● WHAT TO DO
In the passage on using Protobuf classes in an Android app, list every method that the code or prose calls directly on the User class itself, not on a builder or an instance.

● PROVIDED PASSAGE
One thing to note: The classes generated by the lite runtime do not include the full reflective descriptor API. They are leaner. So you won't have methods like Person.getDescriptor() in lite, but that’s rarely needed in application code.

Using Protobuf Classes in an Android App (Serialization & Deserialization)

Now that you have the generated data classes, using them in an Android app is straightforward. You treat them like you would any model objects, with the added capability to efficiently serialize/deserialize them.

Creating and populating a message: As shown above, use the builder or Kotlin DSL to set fields. For example:

// Using builder to create an instance
val newUser = User.newBuilder()
    .setId(42)
    .setName("Alice")
    .setEmail("[email protected]")
    .build()

If you enabled Kotlin DSL generation, you can do the same more idiomatically:

val newUser = user {  // 'user' is a generated top-level function for User message
    id = 42
    name = "Alice"
    email = "[email protected]"
}

Both approaches produce an immutable User message object with the fields set.

Reading data (parsing): Suppose you received a ByteArray from a network response or you read from a file that contains a serialized User message. You can parse it into an object:

val userBytes: ByteArray = ... // bytes from somewhere (network, file, etc)
val user = User.parseFrom(userBytes)

This will throw an InvalidProtocolBufferException if the data is not a valid serialization of User. In many cases, you might wrap parsing in a try-catch to handle corrupted data (Working with Proto DataStore | Android Developers). If you’re reading from a stream:

val inputStream: InputStream = ... 
val user = User.parseFrom(inputStream)

Similarly, there are overloads like User.parseDelimitedFrom(stream) if you are reading length-delimited messages from a stream (useful if multiple messages are concatenated). In Android, if you use DataStore (as an example), the library will use parseFrom(input) under the hood to read your data object from disk (Working with Proto DataStore | Android Developers).

Writing data (serializing): To send or store a message, you convert it to bytes:

val data: ByteArray = user.toByteArray()

Rows from a pointing dataset
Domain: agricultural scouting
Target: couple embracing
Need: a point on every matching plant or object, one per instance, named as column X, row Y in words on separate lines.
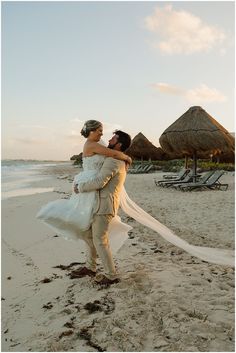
column 91, row 212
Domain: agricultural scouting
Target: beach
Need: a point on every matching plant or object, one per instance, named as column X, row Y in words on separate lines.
column 167, row 300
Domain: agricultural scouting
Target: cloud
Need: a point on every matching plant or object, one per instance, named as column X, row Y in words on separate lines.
column 180, row 32
column 201, row 94
column 205, row 94
column 169, row 89
column 110, row 128
column 76, row 120
column 29, row 140
column 75, row 136
column 29, row 126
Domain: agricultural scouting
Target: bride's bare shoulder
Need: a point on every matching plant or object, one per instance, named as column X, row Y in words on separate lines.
column 89, row 148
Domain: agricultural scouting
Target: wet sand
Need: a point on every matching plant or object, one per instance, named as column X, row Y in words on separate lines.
column 167, row 300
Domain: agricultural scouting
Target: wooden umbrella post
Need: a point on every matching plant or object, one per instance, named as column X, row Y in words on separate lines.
column 186, row 162
column 195, row 166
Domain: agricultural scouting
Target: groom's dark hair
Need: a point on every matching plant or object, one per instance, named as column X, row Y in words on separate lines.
column 124, row 139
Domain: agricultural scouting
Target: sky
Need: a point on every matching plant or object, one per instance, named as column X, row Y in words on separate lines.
column 135, row 66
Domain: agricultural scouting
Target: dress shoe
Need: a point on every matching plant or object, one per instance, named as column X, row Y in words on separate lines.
column 82, row 272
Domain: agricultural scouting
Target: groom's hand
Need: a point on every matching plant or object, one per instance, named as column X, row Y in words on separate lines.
column 76, row 189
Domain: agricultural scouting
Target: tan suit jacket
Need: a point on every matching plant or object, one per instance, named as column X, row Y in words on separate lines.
column 109, row 183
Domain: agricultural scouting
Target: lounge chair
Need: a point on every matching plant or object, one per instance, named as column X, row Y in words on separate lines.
column 164, row 182
column 146, row 169
column 135, row 169
column 202, row 180
column 175, row 176
column 188, row 178
column 211, row 183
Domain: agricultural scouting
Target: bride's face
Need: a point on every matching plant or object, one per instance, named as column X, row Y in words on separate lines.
column 96, row 134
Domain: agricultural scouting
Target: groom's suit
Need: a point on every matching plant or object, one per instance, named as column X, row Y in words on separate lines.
column 109, row 183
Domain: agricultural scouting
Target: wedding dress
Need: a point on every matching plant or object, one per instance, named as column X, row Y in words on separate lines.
column 69, row 217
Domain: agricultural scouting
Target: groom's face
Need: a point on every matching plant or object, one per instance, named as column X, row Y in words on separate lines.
column 113, row 143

● TASK RESULT
User.newBuilder()
User.parseFrom()
User.parseDelimitedFrom()